===== Vorliegender Text

Die niedrige Besteuerung von schweren und CO2-intensiven Autos zeigt sich auf unseren Straßen: Während der durchschnittliche CO2-Ausstoß von gewerblich neuzugelassenen Autos EU(+UK)-weit im vergangenen Jahr bei 104,7 gCO2/km lag, lag er in Deutschland zehn Prozentpunkte höher. In Deutschland werden 30 Prozent aller EU-weiten gewerblichen Neuzulassungen zugelassen, bedingt durch die Größe des deutschen Marktes. Entsprechend stark wirken sich steuerliche Fehlanreize hierzulande auf die Emissionsbilanz und die Marktentwicklung in ganz Europa aus: Ganze 40 Prozent der in der EU gewerblich zugelassenen schweren SUVs (Segmente E bis G nach Dataforce) werden in Deutschland zugelassen.

Privatwagen: Steuerpolitisch kaum Lenkung

Private Autos sind in Deutschland besonders günstig besteuert. Denn die einzige Steuer, die auf sie anfällt, ist die jährliche Kfz-Steuer. Da eine Neuzulassungssteuer direkt beim Kauf eines Neuwagens erhoben wird, hat sie eine größere Lenkungswirkung als die Kfz-Steuer, die jedes Jahr anfällt. Von 31 untersuchten Ländern haben neben Deutschland nur sieben weitere keine Neuzulassungssteuer. Eines dieser Länder ist Schweden, das das allerdings mit einer relativ hohen Kfz-Steuer kompensiert. Zwar ist der CO₂-Ausstoß in die Berechnung der Kfz-Steuer in Deutschland einbezogen, doch bleibt der Steuersatz zu niedrig, um eine wirksame Lenkung zu erzielen. Das zeigt sich auch daran, dass die durchschnittlichen CO2-Emissionen von privaten Neuzulassungen in der EU(+UK) 2024 bei 107,2 gCO2/km lagen. In Deutschland lag dieser Wert bei 115,4 gCO2/km.

==========
===== Angezeigte Einträge

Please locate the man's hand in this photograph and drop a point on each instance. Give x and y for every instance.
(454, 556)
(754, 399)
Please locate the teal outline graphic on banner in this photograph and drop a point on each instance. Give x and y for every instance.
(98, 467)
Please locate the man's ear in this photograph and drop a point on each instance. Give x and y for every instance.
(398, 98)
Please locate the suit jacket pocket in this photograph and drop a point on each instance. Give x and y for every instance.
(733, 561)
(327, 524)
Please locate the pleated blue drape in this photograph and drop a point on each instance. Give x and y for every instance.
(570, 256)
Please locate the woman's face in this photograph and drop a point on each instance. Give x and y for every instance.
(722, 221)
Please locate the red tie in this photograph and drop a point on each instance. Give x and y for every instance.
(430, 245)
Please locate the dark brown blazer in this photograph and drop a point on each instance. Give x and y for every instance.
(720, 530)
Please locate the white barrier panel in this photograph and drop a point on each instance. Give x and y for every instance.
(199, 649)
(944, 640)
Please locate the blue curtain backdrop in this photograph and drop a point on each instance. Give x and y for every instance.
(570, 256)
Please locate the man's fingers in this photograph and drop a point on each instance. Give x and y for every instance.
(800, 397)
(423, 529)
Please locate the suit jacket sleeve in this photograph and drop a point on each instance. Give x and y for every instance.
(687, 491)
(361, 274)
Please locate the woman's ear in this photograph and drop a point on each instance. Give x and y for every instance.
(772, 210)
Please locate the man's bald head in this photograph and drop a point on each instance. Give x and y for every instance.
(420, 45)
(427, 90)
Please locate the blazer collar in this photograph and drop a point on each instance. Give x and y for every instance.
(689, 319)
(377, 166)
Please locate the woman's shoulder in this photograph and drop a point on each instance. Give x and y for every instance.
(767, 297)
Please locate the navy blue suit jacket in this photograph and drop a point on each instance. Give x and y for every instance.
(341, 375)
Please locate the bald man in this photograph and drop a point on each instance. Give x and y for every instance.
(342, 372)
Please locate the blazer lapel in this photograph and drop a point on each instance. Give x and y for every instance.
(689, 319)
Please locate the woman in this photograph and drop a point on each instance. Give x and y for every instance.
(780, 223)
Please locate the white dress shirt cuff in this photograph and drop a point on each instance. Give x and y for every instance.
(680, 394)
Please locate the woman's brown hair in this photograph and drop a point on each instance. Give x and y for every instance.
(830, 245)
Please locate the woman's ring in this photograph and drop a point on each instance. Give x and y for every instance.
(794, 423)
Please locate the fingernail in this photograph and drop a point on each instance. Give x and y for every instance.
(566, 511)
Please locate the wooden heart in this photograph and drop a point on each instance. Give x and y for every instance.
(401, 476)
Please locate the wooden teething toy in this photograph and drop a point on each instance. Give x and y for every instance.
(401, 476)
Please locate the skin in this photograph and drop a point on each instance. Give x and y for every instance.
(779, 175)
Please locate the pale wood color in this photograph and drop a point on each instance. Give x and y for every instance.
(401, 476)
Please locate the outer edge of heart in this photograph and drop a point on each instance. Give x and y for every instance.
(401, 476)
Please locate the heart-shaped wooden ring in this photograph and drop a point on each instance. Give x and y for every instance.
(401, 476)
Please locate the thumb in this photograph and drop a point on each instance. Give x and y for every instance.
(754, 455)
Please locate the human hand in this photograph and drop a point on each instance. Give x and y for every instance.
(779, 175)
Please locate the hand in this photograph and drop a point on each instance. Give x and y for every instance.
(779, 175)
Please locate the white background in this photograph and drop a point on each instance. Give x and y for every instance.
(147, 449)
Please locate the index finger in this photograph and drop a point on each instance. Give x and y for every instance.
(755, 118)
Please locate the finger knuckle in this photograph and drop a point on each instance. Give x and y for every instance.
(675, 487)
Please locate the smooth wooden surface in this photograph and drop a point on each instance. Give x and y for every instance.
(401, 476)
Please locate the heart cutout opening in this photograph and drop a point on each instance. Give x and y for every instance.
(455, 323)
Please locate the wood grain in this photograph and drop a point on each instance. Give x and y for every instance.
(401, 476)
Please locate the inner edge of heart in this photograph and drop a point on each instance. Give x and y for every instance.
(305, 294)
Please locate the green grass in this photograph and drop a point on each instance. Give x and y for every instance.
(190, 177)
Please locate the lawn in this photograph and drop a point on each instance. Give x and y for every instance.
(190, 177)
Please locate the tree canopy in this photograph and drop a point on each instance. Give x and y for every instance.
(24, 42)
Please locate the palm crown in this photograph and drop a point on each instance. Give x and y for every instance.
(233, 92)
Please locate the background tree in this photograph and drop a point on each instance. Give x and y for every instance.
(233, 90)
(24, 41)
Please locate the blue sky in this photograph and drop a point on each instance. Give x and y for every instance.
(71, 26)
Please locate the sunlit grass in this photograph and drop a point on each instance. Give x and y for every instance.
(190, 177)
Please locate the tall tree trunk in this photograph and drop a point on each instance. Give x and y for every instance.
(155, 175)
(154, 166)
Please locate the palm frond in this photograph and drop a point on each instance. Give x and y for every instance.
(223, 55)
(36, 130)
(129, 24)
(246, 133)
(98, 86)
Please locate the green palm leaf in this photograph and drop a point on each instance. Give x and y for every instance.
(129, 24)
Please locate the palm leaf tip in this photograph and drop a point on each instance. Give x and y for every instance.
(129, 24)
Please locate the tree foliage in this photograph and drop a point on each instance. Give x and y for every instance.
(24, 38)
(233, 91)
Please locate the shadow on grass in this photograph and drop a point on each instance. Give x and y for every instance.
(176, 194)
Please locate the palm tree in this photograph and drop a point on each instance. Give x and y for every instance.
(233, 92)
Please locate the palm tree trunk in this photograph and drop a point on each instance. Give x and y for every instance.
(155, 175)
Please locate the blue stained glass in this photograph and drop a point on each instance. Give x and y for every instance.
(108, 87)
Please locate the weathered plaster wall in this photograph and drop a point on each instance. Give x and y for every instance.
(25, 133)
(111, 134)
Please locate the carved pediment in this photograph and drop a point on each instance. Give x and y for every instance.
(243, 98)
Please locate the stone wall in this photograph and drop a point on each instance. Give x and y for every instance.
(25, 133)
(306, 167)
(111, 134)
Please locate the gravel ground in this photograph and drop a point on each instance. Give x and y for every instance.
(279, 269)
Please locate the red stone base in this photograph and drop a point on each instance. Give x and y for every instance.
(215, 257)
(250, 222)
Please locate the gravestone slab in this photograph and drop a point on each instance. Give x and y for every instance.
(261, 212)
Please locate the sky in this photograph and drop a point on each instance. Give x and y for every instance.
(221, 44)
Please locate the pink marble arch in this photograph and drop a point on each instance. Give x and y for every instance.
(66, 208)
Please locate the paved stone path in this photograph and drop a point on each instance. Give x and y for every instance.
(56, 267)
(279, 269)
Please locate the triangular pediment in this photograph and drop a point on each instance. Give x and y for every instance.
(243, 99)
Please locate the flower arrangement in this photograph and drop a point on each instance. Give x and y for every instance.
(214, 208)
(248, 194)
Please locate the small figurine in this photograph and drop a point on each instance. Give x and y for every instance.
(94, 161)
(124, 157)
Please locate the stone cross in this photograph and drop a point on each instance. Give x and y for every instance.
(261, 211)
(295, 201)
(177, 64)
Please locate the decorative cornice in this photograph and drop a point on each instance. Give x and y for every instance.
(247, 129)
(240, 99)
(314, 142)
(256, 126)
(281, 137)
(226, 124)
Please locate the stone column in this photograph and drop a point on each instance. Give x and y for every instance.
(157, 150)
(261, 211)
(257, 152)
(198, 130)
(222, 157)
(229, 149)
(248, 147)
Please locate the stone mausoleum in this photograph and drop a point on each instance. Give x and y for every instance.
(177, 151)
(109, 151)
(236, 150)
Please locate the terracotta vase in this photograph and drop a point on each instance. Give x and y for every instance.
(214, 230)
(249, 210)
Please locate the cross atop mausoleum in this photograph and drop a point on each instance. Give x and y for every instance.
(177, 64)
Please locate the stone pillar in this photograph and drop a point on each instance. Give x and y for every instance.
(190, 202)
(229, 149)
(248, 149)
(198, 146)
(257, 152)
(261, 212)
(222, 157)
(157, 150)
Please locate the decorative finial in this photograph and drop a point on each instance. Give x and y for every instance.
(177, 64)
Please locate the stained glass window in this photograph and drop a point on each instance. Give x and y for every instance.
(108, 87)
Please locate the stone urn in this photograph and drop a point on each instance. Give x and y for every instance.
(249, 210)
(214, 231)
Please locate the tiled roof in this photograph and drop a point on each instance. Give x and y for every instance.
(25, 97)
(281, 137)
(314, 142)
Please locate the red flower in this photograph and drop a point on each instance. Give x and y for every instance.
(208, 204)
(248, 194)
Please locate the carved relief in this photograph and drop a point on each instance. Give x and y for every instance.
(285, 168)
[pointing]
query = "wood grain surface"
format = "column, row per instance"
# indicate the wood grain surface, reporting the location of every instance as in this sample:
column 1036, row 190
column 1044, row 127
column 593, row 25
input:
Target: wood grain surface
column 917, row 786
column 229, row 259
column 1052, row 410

==========

→ **Aufgaben**:
A. Entscheide anhand des Textes zur Autobesteuerung für jede Aussage mit Ja oder Nein und belege die Entscheidung mit den maßgeblichen Worten des Textes als wörtlichem Zitat: (i) Schweden erhebt keine Neuzulassungssteuer. (ii) In Deutschland werden 40 Prozent aller EU-weiten gewerblichen Neuzulassungen zugelassen. (iii) Die Kfz-Steuer hat eine größere Lenkungswirkung als eine Neuzulassungssteuer.
B. Welchen Wert nennt der Text zur Autobesteuerung für die durchschnittlichen CO2-Emissionen privater Neuzulassungen in Deutschland?
C. Schreibe den Abschnitt des Textes zur Autobesteuerung von „Private Autos sind“ bis „bei 115,4 gCO2/km.“ neu und benenne dabei „Schweden“ in „Dänemark“ um.
Das Material spielt hierfür keine Rolle.

→ **Lösungen**:
A.
(i) Ja: „Eines dieser Länder ist Schweden“
(ii) Nein: „In Deutschland werden 30 Prozent aller EU-weiten gewerblichen Neuzulassungen zugelassen“
(iii) Nein: „hat sie eine größere Lenkungswirkung als die Kfz-Steuer, die jedes Jahr anfällt“

B. 115,4 gCO2/km.

C.
Private Autos sind in Deutschland besonders günstig besteuert. Denn die einzige Steuer, die auf sie anfällt, ist die jährliche Kfz-Steuer. Da eine Neuzulassungssteuer direkt beim Kauf eines Neuwagens erhoben wird, hat sie eine größere Lenkungswirkung als die Kfz-Steuer, die jedes Jahr anfällt. Von 31 untersuchten Ländern haben neben Deutschland nur sieben weitere keine Neuzulassungssteuer. Eines dieser Länder ist Dänemark, das das allerdings mit einer relativ hohen Kfz-Steuer kompensiert. Zwar ist der CO₂-Ausstoß in die Berechnung der Kfz-Steuer in Deutschland einbezogen, doch bleibt der Steuersatz zu niedrig, um eine wirksame Lenkung zu erzielen. Das zeigt sich auch daran, dass die durchschnittlichen CO2-Emissionen von privaten Neuzulassungen in der EU(+UK) 2024 bei 107,2 gCO2/km lagen. In Deutschland lag dieser Wert bei 115,4 gCO2/km.